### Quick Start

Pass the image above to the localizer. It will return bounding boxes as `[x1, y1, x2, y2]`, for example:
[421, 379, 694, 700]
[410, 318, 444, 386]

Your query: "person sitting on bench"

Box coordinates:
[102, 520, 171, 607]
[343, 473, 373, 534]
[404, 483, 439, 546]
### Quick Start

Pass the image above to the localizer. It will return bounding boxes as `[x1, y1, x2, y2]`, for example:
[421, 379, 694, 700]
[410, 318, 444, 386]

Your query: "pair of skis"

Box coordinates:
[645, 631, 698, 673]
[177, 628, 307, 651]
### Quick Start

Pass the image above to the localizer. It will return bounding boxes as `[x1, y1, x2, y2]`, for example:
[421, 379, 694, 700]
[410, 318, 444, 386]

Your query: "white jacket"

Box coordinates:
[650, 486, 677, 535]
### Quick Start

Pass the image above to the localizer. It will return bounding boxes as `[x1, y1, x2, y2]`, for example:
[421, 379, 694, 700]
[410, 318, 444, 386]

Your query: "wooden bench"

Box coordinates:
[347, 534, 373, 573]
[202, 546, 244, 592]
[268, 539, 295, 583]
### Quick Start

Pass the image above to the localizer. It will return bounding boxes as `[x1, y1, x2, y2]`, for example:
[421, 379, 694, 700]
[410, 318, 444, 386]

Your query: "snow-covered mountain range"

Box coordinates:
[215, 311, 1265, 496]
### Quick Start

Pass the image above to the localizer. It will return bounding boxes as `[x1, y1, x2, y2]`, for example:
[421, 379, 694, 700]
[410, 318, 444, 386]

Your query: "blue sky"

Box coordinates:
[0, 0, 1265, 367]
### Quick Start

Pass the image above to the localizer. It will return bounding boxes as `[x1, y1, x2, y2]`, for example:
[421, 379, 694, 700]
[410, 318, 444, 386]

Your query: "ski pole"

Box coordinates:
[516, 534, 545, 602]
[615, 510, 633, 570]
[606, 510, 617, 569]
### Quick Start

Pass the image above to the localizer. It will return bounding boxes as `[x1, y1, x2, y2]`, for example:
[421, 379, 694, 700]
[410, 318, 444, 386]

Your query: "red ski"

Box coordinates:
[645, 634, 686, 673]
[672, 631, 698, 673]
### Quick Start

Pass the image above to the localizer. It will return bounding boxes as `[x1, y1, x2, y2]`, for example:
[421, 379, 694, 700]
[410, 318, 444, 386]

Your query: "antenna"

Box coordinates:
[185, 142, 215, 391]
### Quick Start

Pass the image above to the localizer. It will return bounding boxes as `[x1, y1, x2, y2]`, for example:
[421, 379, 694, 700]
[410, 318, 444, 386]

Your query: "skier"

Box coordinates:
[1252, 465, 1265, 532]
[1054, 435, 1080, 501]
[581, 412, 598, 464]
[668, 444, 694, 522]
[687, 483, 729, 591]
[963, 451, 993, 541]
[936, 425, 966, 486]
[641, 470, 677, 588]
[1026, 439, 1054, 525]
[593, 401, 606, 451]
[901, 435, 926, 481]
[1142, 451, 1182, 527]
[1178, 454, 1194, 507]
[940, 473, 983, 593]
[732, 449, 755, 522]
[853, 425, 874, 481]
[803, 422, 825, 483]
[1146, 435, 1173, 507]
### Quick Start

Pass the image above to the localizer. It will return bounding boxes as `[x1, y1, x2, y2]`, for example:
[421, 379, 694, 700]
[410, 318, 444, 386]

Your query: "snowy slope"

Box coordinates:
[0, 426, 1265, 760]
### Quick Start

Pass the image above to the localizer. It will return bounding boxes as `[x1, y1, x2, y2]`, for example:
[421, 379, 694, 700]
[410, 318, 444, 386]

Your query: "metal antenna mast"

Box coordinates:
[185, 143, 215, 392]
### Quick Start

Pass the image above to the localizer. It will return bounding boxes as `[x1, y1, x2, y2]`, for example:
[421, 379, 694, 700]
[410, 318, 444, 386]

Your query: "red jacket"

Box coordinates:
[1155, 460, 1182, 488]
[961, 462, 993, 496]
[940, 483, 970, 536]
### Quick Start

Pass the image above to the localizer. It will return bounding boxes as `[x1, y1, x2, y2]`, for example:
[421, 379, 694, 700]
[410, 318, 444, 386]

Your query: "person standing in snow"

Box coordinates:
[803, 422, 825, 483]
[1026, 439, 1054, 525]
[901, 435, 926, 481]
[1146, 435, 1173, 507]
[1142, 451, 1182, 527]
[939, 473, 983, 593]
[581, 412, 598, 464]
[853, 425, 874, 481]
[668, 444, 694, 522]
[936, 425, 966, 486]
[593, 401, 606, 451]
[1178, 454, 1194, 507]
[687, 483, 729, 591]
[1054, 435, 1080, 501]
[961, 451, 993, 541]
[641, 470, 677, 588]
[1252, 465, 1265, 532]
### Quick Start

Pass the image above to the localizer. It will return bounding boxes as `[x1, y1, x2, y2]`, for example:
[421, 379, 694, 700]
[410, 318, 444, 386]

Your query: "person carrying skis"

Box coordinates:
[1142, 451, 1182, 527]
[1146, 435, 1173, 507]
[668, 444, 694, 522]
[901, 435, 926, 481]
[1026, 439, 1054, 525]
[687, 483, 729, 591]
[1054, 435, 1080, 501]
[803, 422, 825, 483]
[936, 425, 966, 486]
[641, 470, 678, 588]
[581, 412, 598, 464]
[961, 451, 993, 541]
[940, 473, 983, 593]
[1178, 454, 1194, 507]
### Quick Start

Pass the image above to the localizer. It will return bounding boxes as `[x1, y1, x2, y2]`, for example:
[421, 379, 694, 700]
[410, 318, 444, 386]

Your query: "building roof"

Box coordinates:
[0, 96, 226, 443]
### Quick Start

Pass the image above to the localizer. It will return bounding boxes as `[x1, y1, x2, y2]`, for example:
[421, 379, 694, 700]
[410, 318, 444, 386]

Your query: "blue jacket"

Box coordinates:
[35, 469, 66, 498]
++++
◆ **DIRECTIONS**
Filter the material above and copy each line that contains the string "skis".

◆ **COMPLETED EXERCISE**
Your query: "pair of skis"
Your query: "person carrying skis"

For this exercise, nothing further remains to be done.